### Задания для выполнения
(a) Из чьего произведения взят эпиграф, который, согласно статье о «Пестрых сказках», задает тему двоемирия?
(b) Объясните по статье о «Пестрых сказках», почему колпак Валтера наполнен особой важностью.
(c) Выпишите из статьи о «Пестрых сказках» фрагмент, который начинается словами «Тему двоемирия —» и заканчивается словами «явью и сном.».

### Статья
+ + + + + + +

Следующая далее «Просто сказка» переносит нас из русской усадьбы и мира в кабинет лысого Валтера, вероятно, начитавшегося сочинений мистиков, аллюзии на которые в его причудливом сне одновременно и контрастируют своей ученостью с народными представлениями о мире из прошлой сказки, и оказываются им созвучны общим чувством мистической подоплеки бытия, тайны, скрывающейся за вещным миром и порою прорывающейся сквозь него в человеческую повседневность. М. А. Турьян пишет о двух этих сказках: «Сосуществование параллельных планов — фантастического и реального — воспроизведено здесь как неуловимое, легко переливающееся одно в другое чередование детской грезы и действительной жизни, как состояние полусна-полуяви, когда факты сиюминутного бытия продолжают свою жизнь, свое развитие в иной, ирреальной, ипостаси — и вновь возвращаются в действительность…» [Турьян: 155].

Тему двоемирия — также циклообразующую в «Пестрых сказках» — задает и эпиграф из Ж.-П. Рихтера, на этот раз заостряя внимание на таинственной связи между явью и сном.

Комната засыпающего за письменным столом Валтера оглашается «тысячей голосов» — это оживают вещи и заявляют о своей неповторимости, самости, о своей человечности :

«…перо упорствует, извивается между пальцами, словно змея, растет и получает какую-то сердитую физиогномию. Вот из узкого отверстия слышится жалостный стон, похожий то на кваканье лягушки, то на плач младенца. “Зачем ты вытягиваешь из меня душу? — говорил один голос, — она так же, как твоя, бессмертна, свободна и способна страдать”. — “Мне душно, — говорил другой голос, — ты сжимаешь мои ребра, ты точишь плоть мою — я живу и страдаю”» (42).

Голоса обретают все вещи, каждая из которых в то же время персонифицирует часть Валтера; в качестве его двойника выступают вольтеровские кресла и сидящий на них надутый колпак. Важно здесь и созвучие (Валтер — вольтеровские), и то, что колпак необходим лысому Валтеру, он — незамести-мая часть героя, и именно осознание незаместимости наполняет этот «венец природы и искусства» «чулочного мастера» особой важностью. Далее перед читателем разворачивается история грехопадения колпака: он искушается прелестью туфли — прелестью творения «великого сапожника» (43). Но в мире туфли эта высокая мистика, отсылающая к Я. Беме, оказывается обманом — там «небо сафьянное», «солнце пуговка», «звезды гвоздики» (43), и вместо желанного обновления в любви, колпака, не внемлющего крику мыльницы и тревожному шепоту собственных петель, ожидает позорная гибель — гибель его «чистоты и невинности» (44). Венчающий голову человека — он оказывается попранным коварной туфлей и пьяными сапогами.

+ + + + + + +

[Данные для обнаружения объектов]
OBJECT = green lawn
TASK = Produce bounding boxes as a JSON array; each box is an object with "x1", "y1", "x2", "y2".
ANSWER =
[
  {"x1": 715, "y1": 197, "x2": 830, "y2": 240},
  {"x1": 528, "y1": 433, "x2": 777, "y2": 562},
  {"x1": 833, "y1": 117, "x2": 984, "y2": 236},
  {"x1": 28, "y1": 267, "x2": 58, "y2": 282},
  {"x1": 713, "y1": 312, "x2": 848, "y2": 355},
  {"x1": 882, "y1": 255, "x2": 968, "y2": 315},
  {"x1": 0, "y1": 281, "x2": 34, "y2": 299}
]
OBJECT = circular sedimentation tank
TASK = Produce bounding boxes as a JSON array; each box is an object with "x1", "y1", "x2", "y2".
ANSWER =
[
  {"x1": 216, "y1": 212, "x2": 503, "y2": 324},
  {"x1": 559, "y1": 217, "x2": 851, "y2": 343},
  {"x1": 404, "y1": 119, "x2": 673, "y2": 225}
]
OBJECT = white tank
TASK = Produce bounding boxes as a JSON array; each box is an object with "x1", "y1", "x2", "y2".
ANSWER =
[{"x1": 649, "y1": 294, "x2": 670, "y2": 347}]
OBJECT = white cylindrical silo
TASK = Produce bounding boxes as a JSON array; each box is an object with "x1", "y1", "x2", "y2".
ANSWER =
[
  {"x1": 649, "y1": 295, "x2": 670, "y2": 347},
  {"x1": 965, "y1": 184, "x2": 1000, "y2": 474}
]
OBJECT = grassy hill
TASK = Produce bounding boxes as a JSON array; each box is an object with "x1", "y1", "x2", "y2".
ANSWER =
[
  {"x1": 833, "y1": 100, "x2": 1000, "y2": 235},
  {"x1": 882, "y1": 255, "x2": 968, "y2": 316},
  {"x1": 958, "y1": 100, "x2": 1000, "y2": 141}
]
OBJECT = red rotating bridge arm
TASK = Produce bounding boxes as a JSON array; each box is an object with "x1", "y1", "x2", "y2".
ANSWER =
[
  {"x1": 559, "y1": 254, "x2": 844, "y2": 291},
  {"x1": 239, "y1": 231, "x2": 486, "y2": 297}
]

+ + + + + + +

### Ответы к заданиям
(a) Из произведения Ж.-П. Рихтера.

(b) Колпак необходим лысому Валтеру и служит незаместимой частью героя. Именно осознание этой незаместимости наполняет колпак особой важностью.

(c)
Тему двоемирия — также циклообразующую в «Пестрых сказках» — задает и эпиграф из Ж.-П. Рихтера, на этот раз заостряя внимание на таинственной связи между явью и сном.